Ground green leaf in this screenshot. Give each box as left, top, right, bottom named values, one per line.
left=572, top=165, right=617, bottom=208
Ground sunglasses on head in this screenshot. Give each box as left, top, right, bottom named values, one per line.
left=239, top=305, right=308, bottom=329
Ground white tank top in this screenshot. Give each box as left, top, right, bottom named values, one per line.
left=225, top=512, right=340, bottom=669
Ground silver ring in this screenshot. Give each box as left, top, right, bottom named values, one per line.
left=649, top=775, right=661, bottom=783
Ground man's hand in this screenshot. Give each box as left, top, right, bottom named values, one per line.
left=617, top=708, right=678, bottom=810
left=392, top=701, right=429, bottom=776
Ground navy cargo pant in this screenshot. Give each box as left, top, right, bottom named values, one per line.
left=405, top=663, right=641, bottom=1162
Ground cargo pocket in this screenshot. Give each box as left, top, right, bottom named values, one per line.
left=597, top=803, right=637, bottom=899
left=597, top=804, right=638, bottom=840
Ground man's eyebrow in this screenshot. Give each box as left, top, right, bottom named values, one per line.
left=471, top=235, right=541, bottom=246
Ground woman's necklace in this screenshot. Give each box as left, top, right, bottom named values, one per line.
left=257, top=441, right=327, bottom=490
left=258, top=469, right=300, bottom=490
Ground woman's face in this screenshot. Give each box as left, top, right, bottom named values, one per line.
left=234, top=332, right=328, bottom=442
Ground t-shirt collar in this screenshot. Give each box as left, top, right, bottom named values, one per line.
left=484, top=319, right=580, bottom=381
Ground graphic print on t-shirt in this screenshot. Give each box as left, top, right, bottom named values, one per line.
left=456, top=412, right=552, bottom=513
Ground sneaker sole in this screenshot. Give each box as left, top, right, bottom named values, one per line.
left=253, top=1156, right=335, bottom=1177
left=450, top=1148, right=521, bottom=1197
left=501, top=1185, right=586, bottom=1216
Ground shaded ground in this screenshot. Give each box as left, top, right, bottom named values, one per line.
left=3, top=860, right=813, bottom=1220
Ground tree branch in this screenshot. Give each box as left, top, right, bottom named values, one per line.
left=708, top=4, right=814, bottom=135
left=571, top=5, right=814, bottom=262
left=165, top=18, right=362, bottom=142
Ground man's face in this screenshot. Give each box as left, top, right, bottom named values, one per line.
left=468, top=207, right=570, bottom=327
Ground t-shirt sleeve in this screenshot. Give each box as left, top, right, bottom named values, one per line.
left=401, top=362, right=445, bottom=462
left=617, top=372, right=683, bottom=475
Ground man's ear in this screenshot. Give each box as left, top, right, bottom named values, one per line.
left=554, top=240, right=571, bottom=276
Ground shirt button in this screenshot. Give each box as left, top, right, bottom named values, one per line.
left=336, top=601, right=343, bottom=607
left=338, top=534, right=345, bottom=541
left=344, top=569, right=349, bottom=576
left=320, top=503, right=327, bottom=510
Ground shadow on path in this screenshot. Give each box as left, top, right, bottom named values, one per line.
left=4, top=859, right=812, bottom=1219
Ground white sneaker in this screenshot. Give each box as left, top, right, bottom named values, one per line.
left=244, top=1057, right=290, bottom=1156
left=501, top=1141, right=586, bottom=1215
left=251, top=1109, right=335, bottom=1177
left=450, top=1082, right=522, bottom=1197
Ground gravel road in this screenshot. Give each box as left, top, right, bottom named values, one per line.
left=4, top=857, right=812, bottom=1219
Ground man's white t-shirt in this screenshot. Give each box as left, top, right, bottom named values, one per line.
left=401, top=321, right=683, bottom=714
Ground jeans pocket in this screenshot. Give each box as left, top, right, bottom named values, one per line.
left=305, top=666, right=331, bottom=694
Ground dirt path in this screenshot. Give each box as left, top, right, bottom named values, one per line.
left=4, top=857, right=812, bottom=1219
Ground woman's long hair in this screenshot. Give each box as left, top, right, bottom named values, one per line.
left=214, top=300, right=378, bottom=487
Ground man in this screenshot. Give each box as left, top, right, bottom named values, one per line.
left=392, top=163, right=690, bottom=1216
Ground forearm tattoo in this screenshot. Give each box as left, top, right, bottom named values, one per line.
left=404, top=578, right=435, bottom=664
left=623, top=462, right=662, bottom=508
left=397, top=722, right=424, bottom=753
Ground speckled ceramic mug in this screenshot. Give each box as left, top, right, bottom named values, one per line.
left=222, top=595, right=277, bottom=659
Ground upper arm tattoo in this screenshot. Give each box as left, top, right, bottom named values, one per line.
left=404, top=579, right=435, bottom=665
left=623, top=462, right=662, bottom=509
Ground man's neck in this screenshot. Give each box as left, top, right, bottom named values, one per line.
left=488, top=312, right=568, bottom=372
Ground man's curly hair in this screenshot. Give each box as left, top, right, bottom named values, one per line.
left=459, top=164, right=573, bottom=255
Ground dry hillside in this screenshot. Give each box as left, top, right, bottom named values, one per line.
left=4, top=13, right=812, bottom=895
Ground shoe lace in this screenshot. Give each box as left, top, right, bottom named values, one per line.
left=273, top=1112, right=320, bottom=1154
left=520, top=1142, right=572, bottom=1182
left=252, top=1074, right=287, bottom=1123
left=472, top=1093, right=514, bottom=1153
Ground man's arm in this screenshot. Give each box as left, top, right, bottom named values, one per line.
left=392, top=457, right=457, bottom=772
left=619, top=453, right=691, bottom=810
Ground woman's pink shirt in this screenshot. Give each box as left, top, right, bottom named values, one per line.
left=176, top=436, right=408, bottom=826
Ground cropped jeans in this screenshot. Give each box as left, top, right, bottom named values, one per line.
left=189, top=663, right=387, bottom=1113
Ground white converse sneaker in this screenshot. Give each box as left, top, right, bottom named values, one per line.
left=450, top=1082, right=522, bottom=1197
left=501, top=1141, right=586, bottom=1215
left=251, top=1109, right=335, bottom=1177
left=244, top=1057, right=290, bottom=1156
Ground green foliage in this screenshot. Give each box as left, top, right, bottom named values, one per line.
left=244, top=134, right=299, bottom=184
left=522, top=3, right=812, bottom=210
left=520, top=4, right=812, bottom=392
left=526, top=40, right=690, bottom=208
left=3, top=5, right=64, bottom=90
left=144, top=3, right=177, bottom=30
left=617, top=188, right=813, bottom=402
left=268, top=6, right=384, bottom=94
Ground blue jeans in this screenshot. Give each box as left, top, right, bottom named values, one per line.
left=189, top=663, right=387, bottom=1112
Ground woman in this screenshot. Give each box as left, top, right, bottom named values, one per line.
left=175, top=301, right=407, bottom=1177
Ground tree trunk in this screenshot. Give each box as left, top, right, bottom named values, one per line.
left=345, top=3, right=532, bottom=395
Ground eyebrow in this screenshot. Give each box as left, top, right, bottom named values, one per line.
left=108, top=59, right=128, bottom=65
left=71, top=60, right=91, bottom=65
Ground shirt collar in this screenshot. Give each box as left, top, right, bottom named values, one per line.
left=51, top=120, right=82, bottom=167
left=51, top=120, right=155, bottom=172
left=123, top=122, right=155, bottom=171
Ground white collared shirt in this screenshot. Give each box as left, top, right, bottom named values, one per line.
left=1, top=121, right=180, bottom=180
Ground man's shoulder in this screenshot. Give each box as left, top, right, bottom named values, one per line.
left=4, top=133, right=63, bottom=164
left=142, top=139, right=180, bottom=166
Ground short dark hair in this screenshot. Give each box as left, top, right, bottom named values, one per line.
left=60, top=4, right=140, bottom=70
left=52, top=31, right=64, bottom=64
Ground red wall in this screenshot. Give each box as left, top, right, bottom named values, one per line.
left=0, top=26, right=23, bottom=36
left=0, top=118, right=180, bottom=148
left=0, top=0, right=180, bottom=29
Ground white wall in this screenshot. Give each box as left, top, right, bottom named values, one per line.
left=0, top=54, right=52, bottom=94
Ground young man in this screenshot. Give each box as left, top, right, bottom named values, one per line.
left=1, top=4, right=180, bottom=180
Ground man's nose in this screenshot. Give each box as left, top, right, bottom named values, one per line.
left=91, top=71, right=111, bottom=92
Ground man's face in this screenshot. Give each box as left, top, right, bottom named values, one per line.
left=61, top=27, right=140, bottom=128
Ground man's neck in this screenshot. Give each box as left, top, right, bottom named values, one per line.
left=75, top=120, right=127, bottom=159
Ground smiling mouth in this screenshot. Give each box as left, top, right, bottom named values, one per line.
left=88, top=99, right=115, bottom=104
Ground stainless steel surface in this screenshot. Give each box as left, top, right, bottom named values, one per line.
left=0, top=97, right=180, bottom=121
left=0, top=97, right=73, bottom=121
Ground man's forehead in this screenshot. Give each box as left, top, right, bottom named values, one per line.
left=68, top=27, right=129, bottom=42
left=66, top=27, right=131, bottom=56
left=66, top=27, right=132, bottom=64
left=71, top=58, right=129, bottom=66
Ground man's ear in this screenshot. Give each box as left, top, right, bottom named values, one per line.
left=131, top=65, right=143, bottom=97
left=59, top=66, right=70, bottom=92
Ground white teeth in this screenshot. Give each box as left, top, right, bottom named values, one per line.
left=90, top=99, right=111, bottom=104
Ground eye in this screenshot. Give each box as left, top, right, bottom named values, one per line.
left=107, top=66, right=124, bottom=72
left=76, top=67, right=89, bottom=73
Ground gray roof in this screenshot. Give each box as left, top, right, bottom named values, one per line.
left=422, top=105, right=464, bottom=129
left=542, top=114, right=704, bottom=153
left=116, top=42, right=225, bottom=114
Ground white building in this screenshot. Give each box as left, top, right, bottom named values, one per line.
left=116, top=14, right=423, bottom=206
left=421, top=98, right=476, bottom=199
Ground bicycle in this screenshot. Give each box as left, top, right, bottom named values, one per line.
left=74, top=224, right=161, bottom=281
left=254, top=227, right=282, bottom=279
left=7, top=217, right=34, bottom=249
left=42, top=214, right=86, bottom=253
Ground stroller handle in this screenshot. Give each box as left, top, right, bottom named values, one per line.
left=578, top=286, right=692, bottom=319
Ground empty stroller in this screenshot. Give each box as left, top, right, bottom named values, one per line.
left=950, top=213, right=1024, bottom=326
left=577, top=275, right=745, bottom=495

+===+

__Your assignment__: "Ground empty stroller" marks the first line to print; reproduce that line and every line after it through the end of the listing above.

__Answer section__:
Ground empty stroller in this screenshot. Give each box as left, top, right, bottom named values, one per line.
left=950, top=213, right=1024, bottom=326
left=577, top=275, right=745, bottom=495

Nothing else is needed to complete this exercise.